== EXTRACT PROVIDED ==

I have to admit, this setup is running on a Celeron Processor N4100, not a PI. For validation, i simply checked the difference between the mic activation levels (raw and AEC) and it is pretty clearly working… Wake word false positive rate after 4-6h series/movie watching was zero. (at least, not due to speaker sound )
If you are interested in examples from the x86, i can provide some.
On a sidenote: i didnt test speedx, which is supposedly comsuning less resources.
No as your input is welcome but found it to work on x86 seemed to do with my desktop.
Its just on a Pi where it does actually work but on only really low levels of ‘echo’ in the mic stream.
AEC only cancels what you play it doesn’t handle 3rd party noise, presume you watched on device?
Yes, you are right - i supressed a known source (watched on same device). The docs are not 100% clear on that, but it seems like the pulse audio module is also supposed to do noise cancelation. However, i wouldnt assume it to be able to supress unkown, load, voice sources. I don’t see how such a module would be able to differentiate between “human” and “tv” voice.
Maybe microphone beamforming is an option for you?
Yeah the noise cancellation is a bit pants apart from newer techs like nvidia voice as they leave audio artifacts that can reduce recognition.
The Arch docs are prob best for PA AEC.
I have been playing with the new TFL state-of-art KWS models and with a custom dataset of my voice the crrn-state model does an amazing job of just picking up my voice, just haven’t got enough words of mine in ‘unknown’

===
== RECORDS SUPPLIED ==

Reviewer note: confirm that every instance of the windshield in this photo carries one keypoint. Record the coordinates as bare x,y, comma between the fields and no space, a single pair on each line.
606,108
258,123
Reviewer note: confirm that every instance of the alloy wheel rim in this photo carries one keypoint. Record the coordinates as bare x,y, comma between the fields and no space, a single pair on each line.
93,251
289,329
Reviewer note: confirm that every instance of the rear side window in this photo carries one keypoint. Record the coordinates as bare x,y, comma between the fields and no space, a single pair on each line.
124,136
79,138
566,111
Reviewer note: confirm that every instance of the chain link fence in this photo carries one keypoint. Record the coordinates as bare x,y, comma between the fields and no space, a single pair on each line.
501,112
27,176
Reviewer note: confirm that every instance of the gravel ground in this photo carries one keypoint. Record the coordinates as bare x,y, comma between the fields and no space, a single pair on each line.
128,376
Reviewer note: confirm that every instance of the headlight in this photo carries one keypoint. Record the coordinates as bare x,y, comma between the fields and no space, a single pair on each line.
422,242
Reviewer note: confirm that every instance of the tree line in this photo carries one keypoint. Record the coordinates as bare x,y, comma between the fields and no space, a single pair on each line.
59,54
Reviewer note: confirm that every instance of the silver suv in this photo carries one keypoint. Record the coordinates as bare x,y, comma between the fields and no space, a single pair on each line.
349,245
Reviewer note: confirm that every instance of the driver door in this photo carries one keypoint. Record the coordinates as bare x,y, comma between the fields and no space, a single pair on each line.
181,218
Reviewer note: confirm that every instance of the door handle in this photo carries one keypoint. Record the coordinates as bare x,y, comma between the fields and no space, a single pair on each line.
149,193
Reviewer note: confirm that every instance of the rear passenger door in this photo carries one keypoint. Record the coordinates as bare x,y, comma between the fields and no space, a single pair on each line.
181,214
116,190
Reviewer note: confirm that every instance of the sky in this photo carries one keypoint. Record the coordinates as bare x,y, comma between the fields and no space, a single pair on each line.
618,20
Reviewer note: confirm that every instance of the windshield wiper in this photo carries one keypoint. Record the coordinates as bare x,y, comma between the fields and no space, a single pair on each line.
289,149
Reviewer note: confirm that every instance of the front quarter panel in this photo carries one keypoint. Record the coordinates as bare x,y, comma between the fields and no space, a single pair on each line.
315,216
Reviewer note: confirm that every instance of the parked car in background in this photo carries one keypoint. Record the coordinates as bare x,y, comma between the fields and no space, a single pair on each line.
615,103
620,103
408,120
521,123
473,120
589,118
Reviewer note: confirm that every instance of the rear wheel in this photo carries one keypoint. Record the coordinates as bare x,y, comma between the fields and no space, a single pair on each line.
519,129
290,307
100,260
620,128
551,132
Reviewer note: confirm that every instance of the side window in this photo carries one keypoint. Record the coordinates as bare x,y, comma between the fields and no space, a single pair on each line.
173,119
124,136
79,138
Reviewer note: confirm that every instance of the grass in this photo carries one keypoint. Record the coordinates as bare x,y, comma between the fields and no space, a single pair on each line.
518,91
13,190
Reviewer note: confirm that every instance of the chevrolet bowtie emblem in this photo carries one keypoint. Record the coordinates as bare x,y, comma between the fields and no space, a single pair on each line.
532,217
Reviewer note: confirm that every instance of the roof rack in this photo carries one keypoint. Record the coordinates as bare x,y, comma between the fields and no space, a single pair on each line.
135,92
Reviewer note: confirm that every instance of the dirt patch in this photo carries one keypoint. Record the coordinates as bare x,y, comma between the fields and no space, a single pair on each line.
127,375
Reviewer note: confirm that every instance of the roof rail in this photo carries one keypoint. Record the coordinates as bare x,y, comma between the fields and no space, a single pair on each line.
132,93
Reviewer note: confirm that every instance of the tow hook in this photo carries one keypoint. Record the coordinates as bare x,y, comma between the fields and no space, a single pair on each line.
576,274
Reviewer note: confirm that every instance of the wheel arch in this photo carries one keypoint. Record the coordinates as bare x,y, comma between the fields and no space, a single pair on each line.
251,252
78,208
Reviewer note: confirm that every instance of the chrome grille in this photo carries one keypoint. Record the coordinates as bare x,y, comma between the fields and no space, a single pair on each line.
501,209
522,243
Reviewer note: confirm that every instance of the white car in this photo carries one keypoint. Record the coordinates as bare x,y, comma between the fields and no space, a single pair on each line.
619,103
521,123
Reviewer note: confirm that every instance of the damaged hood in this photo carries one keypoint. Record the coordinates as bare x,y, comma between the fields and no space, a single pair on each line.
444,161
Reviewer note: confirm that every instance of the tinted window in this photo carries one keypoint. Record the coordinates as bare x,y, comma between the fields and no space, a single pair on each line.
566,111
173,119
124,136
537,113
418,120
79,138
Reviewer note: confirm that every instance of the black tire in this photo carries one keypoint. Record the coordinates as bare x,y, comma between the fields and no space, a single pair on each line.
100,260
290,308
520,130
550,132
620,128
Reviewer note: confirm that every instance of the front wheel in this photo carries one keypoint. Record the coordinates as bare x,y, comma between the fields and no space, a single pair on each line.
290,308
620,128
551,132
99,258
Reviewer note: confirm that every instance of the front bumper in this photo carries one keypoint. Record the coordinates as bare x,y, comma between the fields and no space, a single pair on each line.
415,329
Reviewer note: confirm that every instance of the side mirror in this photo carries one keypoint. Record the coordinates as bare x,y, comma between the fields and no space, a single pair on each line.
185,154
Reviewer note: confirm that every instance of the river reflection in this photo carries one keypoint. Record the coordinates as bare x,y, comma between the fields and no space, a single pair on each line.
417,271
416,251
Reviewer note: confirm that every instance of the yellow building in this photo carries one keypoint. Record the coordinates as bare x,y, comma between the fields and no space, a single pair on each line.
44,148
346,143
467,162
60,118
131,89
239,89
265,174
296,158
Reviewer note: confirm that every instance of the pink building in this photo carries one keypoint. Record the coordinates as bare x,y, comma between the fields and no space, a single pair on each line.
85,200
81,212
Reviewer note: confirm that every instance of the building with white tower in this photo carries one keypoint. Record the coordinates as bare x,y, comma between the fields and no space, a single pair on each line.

===

== SET PROBLEM ==
Reproduce, word for word, the passage of the forum thread on acoustic echo cancellation that runs from "Maybe microphone beamforming" up to and including "for PA AEC.".

== FINAL ANSWER ==
Maybe microphone beamforming is an option for you?
Yeah the noise cancellation is a bit pants apart from newer techs like nvidia voice as they leave audio artifacts that can reduce recognition.
The Arch docs are prob best for PA AEC.